### YOUR TASK
All entries below must be given again exactly as they stand.

### RECORDS PROVIDED

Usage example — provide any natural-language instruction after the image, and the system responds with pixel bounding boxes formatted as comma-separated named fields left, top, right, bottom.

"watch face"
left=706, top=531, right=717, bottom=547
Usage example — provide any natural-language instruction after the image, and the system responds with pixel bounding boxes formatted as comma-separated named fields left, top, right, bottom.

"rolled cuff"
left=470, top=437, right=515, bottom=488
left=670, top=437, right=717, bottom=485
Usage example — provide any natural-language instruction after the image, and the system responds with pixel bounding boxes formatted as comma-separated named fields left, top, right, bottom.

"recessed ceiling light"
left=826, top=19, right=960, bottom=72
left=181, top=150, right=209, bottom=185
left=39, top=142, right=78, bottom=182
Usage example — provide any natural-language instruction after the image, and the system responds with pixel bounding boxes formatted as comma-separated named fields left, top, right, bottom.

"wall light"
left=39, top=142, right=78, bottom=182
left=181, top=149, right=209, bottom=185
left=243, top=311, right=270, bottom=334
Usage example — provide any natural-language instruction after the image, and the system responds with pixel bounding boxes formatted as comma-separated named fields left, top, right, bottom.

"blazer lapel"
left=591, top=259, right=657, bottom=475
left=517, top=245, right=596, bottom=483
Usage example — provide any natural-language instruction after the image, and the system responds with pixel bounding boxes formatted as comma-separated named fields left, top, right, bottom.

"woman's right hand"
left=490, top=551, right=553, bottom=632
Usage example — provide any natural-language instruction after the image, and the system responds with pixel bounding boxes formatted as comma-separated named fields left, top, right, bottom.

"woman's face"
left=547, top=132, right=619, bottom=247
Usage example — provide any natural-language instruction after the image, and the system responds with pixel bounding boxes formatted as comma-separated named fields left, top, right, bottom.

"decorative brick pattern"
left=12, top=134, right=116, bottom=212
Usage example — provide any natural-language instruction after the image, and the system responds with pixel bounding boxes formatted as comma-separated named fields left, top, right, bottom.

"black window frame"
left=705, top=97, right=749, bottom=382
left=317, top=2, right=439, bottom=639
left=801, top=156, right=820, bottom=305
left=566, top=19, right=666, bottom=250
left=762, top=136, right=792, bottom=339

######

### TASK RESULT
Usage example — provide any natural-language instruction after the image, and the system responds with pixel bounding boxes formatted as comma-separated named fields left, top, right, bottom.

"watch face"
left=706, top=531, right=717, bottom=547
Usage example — provide any natural-language instruction after the image, and the system responds with pixel bounding boxes formatted as comma-separated named fields left, top, right, bottom.

"rolled cuff"
left=470, top=437, right=515, bottom=488
left=670, top=437, right=717, bottom=485
Usage example — provide any natural-language instruction after the image, and the system responds with pixel bounding boxes formatted as comma-separated named fields left, top, right, bottom.

"recessed ceiling light"
left=826, top=19, right=960, bottom=72
left=181, top=150, right=209, bottom=185
left=39, top=142, right=78, bottom=182
Usage example — provide any natural-language instruction after the image, and the system responds with pixel bounding boxes formatted as comma-separated named fields left, top, right, bottom.

"wall light"
left=39, top=142, right=78, bottom=182
left=181, top=149, right=209, bottom=185
left=243, top=311, right=270, bottom=334
Usage example — provide any natural-language instruction after the image, and the system responds with pixel bounding boxes formatted as comma-separated named fields left, top, right, bottom.

"blazer lapel"
left=591, top=259, right=657, bottom=475
left=517, top=245, right=596, bottom=483
Usage example — provide any natural-language instruction after the image, and the system responds with pixel bounding boxes formatted as comma-separated named fields left, top, right, bottom.

"woman's right hand"
left=490, top=551, right=553, bottom=632
Usage example — provide any natural-language instruction after the image, and the system responds with pixel bounding boxes formatted as comma-separated named fields left, top, right, bottom.

"woman's face"
left=547, top=132, right=619, bottom=247
Usage example — provide any natural-language instruction after the image, and the system responds with pixel bounding boxes formatted as comma-separated named fields left, top, right, bottom.

"decorative brick pattern"
left=12, top=134, right=116, bottom=212
Usage example — provide any natural-language instruction after the image, and the system responds with pixel bounding boxes formatted as comma-separated named fields left, top, right, bottom.

"black window frame"
left=705, top=97, right=749, bottom=382
left=317, top=2, right=439, bottom=639
left=801, top=156, right=820, bottom=305
left=566, top=19, right=666, bottom=250
left=762, top=136, right=792, bottom=339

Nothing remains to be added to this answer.